- **What is being asked**
In the listing below, write out exactly each line from the first through the one containing "box: [100, 196, 110, 221]".
■ ■ ■
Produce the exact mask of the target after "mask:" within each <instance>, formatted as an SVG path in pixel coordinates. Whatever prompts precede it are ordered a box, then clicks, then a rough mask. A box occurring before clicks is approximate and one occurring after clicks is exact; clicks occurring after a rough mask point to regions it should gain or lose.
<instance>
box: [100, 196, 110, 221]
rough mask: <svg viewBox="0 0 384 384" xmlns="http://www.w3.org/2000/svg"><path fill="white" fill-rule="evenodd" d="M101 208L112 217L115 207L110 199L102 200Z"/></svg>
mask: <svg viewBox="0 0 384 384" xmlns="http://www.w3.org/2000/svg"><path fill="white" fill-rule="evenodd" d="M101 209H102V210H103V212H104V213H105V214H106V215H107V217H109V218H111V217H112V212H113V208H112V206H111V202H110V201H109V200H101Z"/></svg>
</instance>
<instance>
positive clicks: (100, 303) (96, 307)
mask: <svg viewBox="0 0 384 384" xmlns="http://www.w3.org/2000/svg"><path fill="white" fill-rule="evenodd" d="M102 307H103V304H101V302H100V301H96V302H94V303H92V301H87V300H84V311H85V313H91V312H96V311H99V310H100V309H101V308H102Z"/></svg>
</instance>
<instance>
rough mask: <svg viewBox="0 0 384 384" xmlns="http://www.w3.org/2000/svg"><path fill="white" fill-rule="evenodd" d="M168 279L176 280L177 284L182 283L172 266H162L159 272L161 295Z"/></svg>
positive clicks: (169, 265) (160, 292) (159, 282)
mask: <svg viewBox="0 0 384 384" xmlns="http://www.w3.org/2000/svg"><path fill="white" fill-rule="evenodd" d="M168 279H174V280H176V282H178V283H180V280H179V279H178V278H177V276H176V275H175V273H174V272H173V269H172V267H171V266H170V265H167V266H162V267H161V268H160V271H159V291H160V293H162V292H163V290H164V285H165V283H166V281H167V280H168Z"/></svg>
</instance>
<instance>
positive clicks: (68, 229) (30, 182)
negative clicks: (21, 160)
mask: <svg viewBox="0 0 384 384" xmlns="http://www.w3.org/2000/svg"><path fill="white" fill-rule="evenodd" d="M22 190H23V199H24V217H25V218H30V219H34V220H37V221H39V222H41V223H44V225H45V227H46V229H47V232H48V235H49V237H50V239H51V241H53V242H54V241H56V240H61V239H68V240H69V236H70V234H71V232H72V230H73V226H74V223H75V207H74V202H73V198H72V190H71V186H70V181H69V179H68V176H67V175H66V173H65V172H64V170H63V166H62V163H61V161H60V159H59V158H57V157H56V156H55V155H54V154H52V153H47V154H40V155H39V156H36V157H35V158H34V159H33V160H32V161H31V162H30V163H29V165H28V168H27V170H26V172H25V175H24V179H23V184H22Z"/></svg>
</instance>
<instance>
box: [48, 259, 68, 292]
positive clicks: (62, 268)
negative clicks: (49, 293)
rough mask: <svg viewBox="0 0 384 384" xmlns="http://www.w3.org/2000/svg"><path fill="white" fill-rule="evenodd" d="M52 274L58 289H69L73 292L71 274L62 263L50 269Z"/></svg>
■ ■ ■
- **Your solution**
Produce the exact mask of the target after "mask:" within each <instance>, formatted as an SVG path in pixel coordinates. Whatever prompts precede it are ordered a box, then clicks, then a rough mask. A box occurring before clicks is approximate and one occurring after clicks is exact; clicks occurring after a rough mask point to regions it should gain or lose.
<instance>
box: [100, 196, 110, 221]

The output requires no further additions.